* **GIVEN INSTRUCTION 1**
Transcribe the reviewer report from "Statistical analysis e.g., the" to "in different layers.".

* **QUOTED TEXT**
Author Response File: Author Response.docx

Reviewer 2 Report

I thank the authors for bringing out such interesting topic. However, I have some comments: 

The methodology section is not clear. Did you collect samples from same location or nearby location? If you are collecting from same location, then the results will be different as the properties of imported material in the hole could produce different results. You must clearly articulate that issue. 

Also, what about the median sediment size, texture (other than reporting the % silt, clay, sand) and minerals. Since minerals or geology could have influence on the overall findings of your research. 

In results, I see only influence of irrigation has been reported. But nothing is said about the precipitation event. All of a sudden in the discussion section, I see you are writing about the influence of irrigation. Any specific reasons? 

Since you are saying it is an arid region, how come you are getting so many precipitation events? No discussion or data has been presented on that. 

The discussion section is not aligned with methodology and result section. You should not open a discussion without prior description. I also see you developed correlations, what is the p-value? Why you did not discuss on the correlations? Is it just for the seek of data presentation or future researchers can use those equations? You must say something on that. 

Statistical analysis e.g., the pairwise difference among these group could also be helpful for the reader (Mann-Whitney test) for understanding how those SOC are different and/or similar in different layers.

I made some other comments in the manuscript, please check. 

Best of luck! 

Comments for author File: Comments.pdf

English is good, however, in some places it requires editing.

* **GIVEN RECORDS**
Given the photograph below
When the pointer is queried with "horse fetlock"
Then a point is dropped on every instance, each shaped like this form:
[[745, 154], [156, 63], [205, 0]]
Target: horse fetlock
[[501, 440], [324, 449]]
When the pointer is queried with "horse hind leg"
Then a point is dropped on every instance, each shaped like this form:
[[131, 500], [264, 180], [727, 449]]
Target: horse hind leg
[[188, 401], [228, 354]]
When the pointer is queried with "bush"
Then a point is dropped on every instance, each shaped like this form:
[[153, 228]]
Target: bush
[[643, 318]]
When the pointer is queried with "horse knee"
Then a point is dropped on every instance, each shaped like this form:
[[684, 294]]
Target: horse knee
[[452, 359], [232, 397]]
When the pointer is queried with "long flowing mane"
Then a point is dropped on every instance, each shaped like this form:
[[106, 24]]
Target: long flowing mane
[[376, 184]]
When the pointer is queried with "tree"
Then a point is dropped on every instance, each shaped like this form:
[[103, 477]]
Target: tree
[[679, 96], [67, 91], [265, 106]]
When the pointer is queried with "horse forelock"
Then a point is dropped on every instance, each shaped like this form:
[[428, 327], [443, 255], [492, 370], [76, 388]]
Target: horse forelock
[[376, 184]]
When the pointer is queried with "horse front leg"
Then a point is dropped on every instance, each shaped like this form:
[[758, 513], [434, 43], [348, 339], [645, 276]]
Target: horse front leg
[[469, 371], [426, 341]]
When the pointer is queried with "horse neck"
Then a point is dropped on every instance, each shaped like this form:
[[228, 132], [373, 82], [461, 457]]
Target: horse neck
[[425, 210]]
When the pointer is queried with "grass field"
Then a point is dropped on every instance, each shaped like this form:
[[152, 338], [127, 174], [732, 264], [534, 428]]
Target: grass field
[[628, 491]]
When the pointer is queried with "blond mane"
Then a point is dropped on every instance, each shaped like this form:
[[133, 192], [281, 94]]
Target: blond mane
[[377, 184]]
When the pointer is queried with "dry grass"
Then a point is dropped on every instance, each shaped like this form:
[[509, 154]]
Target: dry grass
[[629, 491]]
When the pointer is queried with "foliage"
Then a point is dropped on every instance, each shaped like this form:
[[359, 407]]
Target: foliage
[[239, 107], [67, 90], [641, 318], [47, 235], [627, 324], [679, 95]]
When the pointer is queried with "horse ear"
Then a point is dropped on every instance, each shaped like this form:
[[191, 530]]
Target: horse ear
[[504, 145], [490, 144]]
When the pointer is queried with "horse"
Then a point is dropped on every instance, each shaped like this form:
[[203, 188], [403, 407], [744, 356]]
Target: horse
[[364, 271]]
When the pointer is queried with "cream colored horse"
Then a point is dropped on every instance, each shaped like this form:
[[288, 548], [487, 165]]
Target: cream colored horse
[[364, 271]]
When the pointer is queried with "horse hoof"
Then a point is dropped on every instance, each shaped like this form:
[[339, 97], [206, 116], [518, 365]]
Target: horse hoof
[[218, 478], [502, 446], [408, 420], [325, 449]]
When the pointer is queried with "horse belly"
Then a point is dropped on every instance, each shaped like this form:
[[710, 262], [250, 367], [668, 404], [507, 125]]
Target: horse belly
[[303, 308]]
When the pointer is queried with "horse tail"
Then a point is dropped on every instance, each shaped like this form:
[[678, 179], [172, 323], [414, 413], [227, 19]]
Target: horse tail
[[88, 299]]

* **GIVEN INSTRUCTION 2**
Rewrite only the records from their first line through the line with "[[188, 401], [228, 354]]", requests included, and add -98 to every point coordinate in the answers.

* **EXPECTED OUTPUT 1**
Statistical analysis e.g., the pairwise difference among these group could also be helpful for the reader (Mann-Whitney test) for understanding how those SOC are different and/or similar in different layers.

* **EXPECTED OUTPUT 2**
Given the photograph below
When the pointer is queried with "horse fetlock"
Then a point is dropped on every instance, each shaped like this form:
[[745, 154], [156, 63], [205, 0]]
Target: horse fetlock
[[403, 342], [226, 351]]
When the pointer is queried with "horse hind leg"
Then a point is dropped on every instance, each shaped like this form:
[[131, 500], [264, 180], [727, 449]]
Target: horse hind leg
[[90, 303], [130, 256]]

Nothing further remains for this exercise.